◆ What is being asked ◆
Transcribe each line below without altering anything.

+===+

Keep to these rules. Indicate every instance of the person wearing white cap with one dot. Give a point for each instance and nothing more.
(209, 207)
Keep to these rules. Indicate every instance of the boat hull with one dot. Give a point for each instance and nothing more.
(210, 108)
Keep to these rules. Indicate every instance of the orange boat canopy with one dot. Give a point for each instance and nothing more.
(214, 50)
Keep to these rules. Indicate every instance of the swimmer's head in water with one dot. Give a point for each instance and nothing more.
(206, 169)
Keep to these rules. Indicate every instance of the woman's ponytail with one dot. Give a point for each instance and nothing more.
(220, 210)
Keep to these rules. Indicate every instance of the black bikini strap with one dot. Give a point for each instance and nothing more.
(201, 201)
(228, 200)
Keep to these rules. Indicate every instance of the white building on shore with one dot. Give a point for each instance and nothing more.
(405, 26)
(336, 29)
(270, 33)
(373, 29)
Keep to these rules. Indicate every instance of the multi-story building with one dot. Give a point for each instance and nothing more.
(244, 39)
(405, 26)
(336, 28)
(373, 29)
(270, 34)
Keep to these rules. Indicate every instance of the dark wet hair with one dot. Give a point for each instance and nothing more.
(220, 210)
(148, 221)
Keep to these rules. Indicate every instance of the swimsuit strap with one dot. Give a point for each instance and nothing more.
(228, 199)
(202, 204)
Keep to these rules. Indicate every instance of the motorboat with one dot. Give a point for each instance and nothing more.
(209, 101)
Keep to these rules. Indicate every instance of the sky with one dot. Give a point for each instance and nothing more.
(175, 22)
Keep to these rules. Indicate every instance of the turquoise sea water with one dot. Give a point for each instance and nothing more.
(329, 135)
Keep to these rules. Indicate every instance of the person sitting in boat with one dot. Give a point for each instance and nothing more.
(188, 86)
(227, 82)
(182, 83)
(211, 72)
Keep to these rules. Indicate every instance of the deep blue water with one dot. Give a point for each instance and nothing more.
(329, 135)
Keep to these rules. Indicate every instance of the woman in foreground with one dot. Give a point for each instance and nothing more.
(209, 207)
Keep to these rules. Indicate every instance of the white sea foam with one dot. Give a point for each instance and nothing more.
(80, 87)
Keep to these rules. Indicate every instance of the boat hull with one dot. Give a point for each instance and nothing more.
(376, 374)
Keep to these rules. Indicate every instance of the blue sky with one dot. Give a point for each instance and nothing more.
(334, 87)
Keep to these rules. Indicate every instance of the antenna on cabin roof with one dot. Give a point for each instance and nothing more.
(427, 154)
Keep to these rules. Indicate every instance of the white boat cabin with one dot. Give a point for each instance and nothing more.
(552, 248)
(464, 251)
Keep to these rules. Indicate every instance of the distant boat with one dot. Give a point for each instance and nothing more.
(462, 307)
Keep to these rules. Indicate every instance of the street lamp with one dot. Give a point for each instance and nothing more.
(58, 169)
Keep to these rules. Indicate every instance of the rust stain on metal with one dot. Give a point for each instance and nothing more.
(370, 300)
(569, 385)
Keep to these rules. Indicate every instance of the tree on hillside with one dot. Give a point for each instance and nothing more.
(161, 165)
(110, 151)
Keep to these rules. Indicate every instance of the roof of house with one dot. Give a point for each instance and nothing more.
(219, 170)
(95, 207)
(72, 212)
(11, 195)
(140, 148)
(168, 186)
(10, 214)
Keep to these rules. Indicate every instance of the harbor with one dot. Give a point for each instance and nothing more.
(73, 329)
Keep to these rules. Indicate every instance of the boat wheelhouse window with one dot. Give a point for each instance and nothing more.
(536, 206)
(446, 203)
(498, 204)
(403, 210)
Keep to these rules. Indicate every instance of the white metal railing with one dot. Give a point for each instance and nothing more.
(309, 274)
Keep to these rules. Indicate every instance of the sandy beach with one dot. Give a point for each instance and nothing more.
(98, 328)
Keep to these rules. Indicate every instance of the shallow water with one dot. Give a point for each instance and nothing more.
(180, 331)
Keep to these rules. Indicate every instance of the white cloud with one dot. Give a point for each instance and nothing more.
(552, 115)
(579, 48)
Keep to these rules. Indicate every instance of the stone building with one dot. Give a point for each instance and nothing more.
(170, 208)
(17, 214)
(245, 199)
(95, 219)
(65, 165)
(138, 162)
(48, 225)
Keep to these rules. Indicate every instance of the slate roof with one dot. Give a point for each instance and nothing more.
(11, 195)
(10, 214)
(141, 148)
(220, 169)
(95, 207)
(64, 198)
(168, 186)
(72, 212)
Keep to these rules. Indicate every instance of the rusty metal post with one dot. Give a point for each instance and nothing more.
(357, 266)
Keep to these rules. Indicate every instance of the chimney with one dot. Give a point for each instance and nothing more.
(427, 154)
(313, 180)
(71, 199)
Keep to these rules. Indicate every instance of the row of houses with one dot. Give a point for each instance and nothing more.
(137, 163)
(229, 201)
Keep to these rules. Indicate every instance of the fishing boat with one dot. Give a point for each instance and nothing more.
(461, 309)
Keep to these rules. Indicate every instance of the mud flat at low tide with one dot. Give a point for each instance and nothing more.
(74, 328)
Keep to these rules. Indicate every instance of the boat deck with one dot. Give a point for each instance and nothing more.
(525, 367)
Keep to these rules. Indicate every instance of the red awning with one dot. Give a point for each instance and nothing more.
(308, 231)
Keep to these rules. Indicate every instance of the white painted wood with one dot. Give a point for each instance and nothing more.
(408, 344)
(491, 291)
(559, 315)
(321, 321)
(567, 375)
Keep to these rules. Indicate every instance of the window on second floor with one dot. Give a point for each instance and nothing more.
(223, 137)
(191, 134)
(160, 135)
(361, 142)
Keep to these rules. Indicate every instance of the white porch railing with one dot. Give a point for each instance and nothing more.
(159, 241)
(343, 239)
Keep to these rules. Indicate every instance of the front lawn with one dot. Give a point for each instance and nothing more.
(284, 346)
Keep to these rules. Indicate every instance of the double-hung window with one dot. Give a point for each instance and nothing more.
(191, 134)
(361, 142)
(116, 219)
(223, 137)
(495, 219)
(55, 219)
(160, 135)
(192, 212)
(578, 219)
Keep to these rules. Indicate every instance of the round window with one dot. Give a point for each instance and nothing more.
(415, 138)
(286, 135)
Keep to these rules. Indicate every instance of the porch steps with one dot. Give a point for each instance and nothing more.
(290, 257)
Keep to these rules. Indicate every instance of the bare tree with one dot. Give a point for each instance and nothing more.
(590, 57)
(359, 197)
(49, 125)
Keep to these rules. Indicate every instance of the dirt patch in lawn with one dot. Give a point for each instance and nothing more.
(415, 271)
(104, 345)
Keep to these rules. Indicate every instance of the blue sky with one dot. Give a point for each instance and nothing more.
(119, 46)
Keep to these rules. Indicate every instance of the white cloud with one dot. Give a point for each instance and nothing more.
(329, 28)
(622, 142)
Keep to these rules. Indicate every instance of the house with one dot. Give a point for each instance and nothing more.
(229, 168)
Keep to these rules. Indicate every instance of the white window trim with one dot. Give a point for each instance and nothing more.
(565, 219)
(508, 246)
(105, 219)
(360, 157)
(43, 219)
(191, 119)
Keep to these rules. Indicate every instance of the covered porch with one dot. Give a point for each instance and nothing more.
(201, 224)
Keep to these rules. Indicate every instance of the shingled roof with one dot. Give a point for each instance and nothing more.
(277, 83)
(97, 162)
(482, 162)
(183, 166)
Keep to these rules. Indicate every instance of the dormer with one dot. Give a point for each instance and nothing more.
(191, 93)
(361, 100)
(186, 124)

+===+

◆ Solution for this problem ◆
Keep to these rules. Indicate every instance of the person wearing white cap with one dot. Give a point for each instance and nothing more.
(209, 207)
Keep to these rules. Indicate every instance of the boat hull with one dot. Give a point for each instance and nothing more.
(210, 108)
Keep to these rules. Indicate every instance of the orange boat canopy with one dot. Give a point for each instance and nothing more.
(214, 50)
Keep to these rules. Indicate every instance of the swimmer's head in water with one dot. Give a point for each instance and nothing more.
(206, 169)
Keep to these rules. Indicate every instance of the woman's ponytail with one dot. Give a point for each instance and nothing more.
(220, 210)
Keep to these rules. Indicate every instance of the black bikini strap with one dot. Give a point for each instance and nothing more.
(201, 201)
(228, 200)
Keep to these rules. Indicate every instance of the white building on shore with one dot. Give a point for each instance and nothing more.
(405, 26)
(336, 29)
(270, 33)
(373, 29)
Keep to these rules. Indicate every instance of the multi-story building with one dot. Give a point for each instance and nothing more.
(244, 39)
(405, 26)
(336, 28)
(373, 29)
(270, 34)
Keep to these rules. Indicate every instance of the dark wet hair with one dot. Give a point for each instance and nothing more.
(220, 210)
(148, 221)
Keep to these rules. Indicate every instance of the swimsuit strap with one dot. Give a point for each instance and nothing more.
(228, 199)
(202, 204)
Keep to these rules. Indicate every instance of the motorboat with one dot. Give a point for each instance and nothing more.
(209, 101)
Keep to these rules. Indicate every instance of the sky with one dot. Give a point for each instance and nothing more.
(175, 22)
Keep to these rules. Indicate every instance of the turquoise sea water with one dot. Give a point for each instance and nothing more.
(329, 135)
Keep to these rules. Indicate every instance of the person sitting in boat with one dot. Give a point for each instance and nothing more.
(188, 86)
(227, 82)
(182, 83)
(211, 72)
Keep to these rules. Indicate every instance of the deep blue water with one dot. Give a point for each instance and nothing more.
(329, 135)
Keep to these rules. Indicate every instance of the woman in foreground with one dot. Give a point for each instance and nothing more.
(209, 207)
Keep to these rules. Indicate every instance of the white sea foam with one dot. Give a point for each instance and nothing more.
(80, 87)
Keep to these rules. Indicate every instance of the boat hull with one dot. Give a point for each instance and nothing more.
(376, 374)
Keep to these rules. Indicate every instance of the blue sky with one dot. Give a point for each instance and nothing more.
(334, 87)
Keep to these rules. Indicate every instance of the antenna on cabin roof with one dot. Give a point for each instance and nothing more.
(427, 154)
Keep to these rules. Indicate every instance of the white boat cabin with one dot. Give a point for each instance and nothing more.
(552, 248)
(464, 251)
Keep to these rules. Indicate every instance of the distant boat with one dot. Give a point for each instance and nothing more.
(462, 307)
Keep to these rules. Indicate every instance of the street lamp with one dot. Give a point for each instance and nothing more.
(58, 169)
Keep to these rules. Indicate every instance of the rust stain on metal with one dot. Give a point for each instance and nothing more.
(370, 300)
(569, 385)
Keep to these rules. Indicate every instance of the tree on hillside with one dot. Give a point for each instance and nothing more.
(161, 165)
(110, 151)
Keep to these rules. Indicate every instance of the roof of house with one dot. Give a point for each instance and nothing more.
(219, 170)
(95, 207)
(72, 212)
(11, 195)
(140, 148)
(168, 186)
(10, 214)
Keep to these rules. Indicate every instance of the harbor with one dot. Give a point for each instance and nothing more.
(73, 329)
Keep to these rules. Indicate every instance of the boat wheelhouse window with one dot. Give a point for each instance and nothing more.
(536, 206)
(446, 203)
(498, 204)
(403, 210)
Keep to these rules. Indicate every instance of the white metal railing with one dot. Give a point for each instance and nothing more.
(309, 274)
Keep to these rules. Indicate every instance of the sandy beach with one dot. Give a point for each instance and nothing more.
(98, 328)
Keep to these rules. Indicate every instance of the shallow water with one dot. Give a point for each instance and nothing more.
(180, 331)
Keep to these rules. Indicate every instance of the white cloud with one dot. Give a point for each instance and nothing more.
(552, 115)
(579, 48)
Keep to these rules. Indicate every instance of the stone building with one dot. Give a point for each instance and nothing more.
(170, 208)
(17, 214)
(245, 199)
(95, 219)
(65, 165)
(138, 162)
(48, 225)
Keep to these rules. Indicate every instance of the slate roof with one dot. Give a point for each instance and nothing more.
(11, 195)
(10, 214)
(141, 148)
(220, 169)
(95, 207)
(64, 198)
(168, 186)
(72, 212)
Keep to these rules. Indicate every instance of the rusty metal post with one dot. Give a point for each instance and nothing more.
(357, 266)
Keep to these rules. Indicate every instance of the chimney with one dot. Give a point for each instance and nothing more.
(427, 154)
(313, 180)
(71, 199)
Keep to these rules. Indicate every instance of the row of houses with one dot. Give a point for each instance and nothing more.
(137, 163)
(229, 201)
Keep to these rules. Indicate every instance of the fishing boat with one dot. Give a point for each instance and nothing more.
(461, 309)
Keep to these rules. Indicate every instance of the mud flat at low tide with one dot. Give a point for each instance and nothing more.
(74, 328)
Keep to these rules. Indicate every instance of the boat deck with one dot. Give a point for each instance and nothing more.
(525, 367)
Keep to these rules. Indicate every instance of the red awning with one dot. Give a point for each instance and nothing more.
(308, 231)
Keep to these rules. Indicate every instance of the white painted wood with one dot. Give a point for each instance and nothing more.
(408, 344)
(491, 291)
(559, 315)
(321, 321)
(567, 375)
Keep to these rules. Indicate every instance of the window on second floor with one dot. Give a point for each instance and nothing more.
(223, 137)
(191, 134)
(160, 135)
(361, 142)
Keep to these rules. Indicate every instance of the white porch railing with one dot. Give a point for each instance and nothing more.
(159, 241)
(343, 239)
Keep to these rules. Indicate every instance of the front lawn with one dot. Give a point for each instance and nothing more.
(284, 346)
Keep to these rules. Indicate every instance of the double-hung window with one dot. Give a point for each instance and nothing more.
(191, 134)
(361, 142)
(116, 219)
(223, 137)
(495, 219)
(55, 219)
(160, 135)
(192, 212)
(578, 219)
Keep to these rules. Indicate every instance of the round window with one dot. Give a point for each instance and nothing more.
(415, 138)
(286, 135)
Keep to these rules. Indicate every instance of the porch steps with one dot. Give a point for each instance and nothing more.
(290, 257)
Keep to these rules. Indicate every instance of the bare tree with one dot. Give a point for each instance and nothing more.
(590, 57)
(359, 197)
(49, 125)
Keep to these rules. Indicate every instance of the dirt patch in lawn with one dot. Give a point for each instance and nothing more.
(415, 271)
(104, 345)
Keep to these rules. Indicate every instance of the blue sky with one dot. Give a point for each instance and nothing more.
(119, 46)
Keep to these rules. Indicate every instance of the white cloud with one dot. Give a point for each instance and nothing more.
(329, 28)
(622, 142)
Keep to these rules. Indicate every instance of the house with one dot. Give a point for each instance and nothing more.
(229, 168)
Keep to these rules. Indicate every instance of the white window trim with one dot. Give a point for each instance and nothing more.
(565, 219)
(508, 246)
(105, 219)
(360, 157)
(43, 219)
(191, 119)
Keep to these rules. Indicate every instance of the covered porch with one dot. Give a point for each instance and nothing more.
(201, 224)
Keep to these rules. Indicate every instance of the shingled roof with one dot. Give a point for each instance and nothing more.
(277, 83)
(97, 162)
(482, 162)
(183, 166)
Keep to these rules. Indicate every instance of the dormer with one dot. Give a point for each instance and nothing more.
(191, 93)
(361, 100)
(186, 124)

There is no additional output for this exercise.